• [Passage shown]:
.....

This attempts to provide a multithreading solution for workloads that must be run in many iterations in a given amount of realtime. Games are an ideal example. Every frame a video game must update physics simulations, make AI decisions, accept/interpret user input, enforce game rules, perform dynamic I/O and render it to the screen all while maintaining a smooth FrameRate and do that while minimizing drain to batteries on portable devices (sometimes without even knowing if the device is portable).

This library accomplishes those goals by removing the conventional mutlithreading primitives that so many developers have come to fear, loathe, or misunderstand. Mutexes, threads, memory fences, thread_local storage, atomic variables, and all the pitfalls that come with them are replaced by a small set of of primitives that provide all the required sophistication a typical multi-threaded application requires. It does this using a new kind of iWorkUnit, Double Buffering, a strong concept of dependencies and a FrameScheduler that uses heuristics to decide how to run it all without exposing needless complexity to the application developer.

Algorithm Overview

The DAGFrameScheduler is a variation on a common multithreaded work queue. It seeks to avoid its pitfalls, such as non-determinism, thread contention, and lackluster scalability while keeping its advantages including simplicity, understandiblity, and low overhead.

With this algorithm very few, if any, calls will need to be made to the underlying system for synchronization of the actual work to be performed. Instead, this library will provide limited (not always, but for constistent workloads) deterministic ordering of iWorkUnit execution through a dependency feature. Having the knowledge that one iWorkUnit will complete after another allows for resources to be used without using expensive and complex synchronization mechansisms like mutexes, semaphores, or even an Atomic Compare And Swaps. These primitives are provided to allow use of this library in advanced ways for developers who are already familiar with multithreaded systems.

.....

• [Items]:
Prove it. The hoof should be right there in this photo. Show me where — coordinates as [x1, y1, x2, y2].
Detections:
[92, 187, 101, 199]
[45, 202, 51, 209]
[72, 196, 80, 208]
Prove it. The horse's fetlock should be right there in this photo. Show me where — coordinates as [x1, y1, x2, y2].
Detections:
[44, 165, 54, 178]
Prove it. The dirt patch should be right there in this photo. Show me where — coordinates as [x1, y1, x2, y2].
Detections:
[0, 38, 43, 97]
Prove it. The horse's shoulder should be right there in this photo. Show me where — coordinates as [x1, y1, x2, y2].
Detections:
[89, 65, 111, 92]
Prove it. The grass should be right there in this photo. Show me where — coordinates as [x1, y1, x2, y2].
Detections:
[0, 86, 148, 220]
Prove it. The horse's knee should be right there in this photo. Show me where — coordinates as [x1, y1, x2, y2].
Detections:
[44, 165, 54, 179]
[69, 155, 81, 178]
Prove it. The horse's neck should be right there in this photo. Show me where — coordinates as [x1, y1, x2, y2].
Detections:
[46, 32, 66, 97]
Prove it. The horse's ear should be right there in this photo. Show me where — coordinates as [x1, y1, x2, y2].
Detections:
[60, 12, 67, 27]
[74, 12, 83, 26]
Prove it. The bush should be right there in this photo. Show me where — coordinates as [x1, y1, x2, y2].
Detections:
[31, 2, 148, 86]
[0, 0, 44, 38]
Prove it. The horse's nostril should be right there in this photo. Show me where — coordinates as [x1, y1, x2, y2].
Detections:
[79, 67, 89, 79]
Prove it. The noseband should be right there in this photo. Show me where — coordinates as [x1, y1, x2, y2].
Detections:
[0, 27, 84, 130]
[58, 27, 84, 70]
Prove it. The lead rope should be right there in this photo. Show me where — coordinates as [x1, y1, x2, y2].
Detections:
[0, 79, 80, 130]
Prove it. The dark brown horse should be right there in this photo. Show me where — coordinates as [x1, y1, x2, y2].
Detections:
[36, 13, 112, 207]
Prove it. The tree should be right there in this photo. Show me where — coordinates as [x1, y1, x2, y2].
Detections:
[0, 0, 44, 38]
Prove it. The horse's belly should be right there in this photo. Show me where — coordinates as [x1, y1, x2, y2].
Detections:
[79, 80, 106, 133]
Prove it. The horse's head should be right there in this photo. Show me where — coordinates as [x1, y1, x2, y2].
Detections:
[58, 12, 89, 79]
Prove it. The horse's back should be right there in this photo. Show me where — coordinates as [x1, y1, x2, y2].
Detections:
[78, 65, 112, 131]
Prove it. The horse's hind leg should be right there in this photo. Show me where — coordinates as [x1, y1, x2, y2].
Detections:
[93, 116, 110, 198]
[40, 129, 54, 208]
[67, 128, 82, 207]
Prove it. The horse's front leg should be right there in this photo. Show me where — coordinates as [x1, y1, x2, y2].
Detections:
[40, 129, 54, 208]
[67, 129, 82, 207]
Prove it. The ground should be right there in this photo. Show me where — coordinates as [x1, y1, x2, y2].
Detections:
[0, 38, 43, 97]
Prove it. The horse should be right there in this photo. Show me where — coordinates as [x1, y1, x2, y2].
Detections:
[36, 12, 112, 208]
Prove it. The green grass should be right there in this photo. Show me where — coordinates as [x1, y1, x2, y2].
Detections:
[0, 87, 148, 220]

.....

• [Set exercise]: From the multithreading passage above, reproduce word for word the portion starting with "With this algorithm" and going on through "with multithreaded systems.".

• [Exercise output]:
With this algorithm very few, if any, calls will need to be made to the underlying system for synchronization of the actual work to be performed. Instead, this library will provide limited (not always, but for constistent workloads) deterministic ordering of iWorkUnit execution through a dependency feature. Having the knowledge that one iWorkUnit will complete after another allows for resources to be used without using expensive and complex synchronization mechansisms like mutexes, semaphores, or even an Atomic Compare And Swaps. These primitives are provided to allow use of this library in advanced ways for developers who are already familiar with multithreaded systems.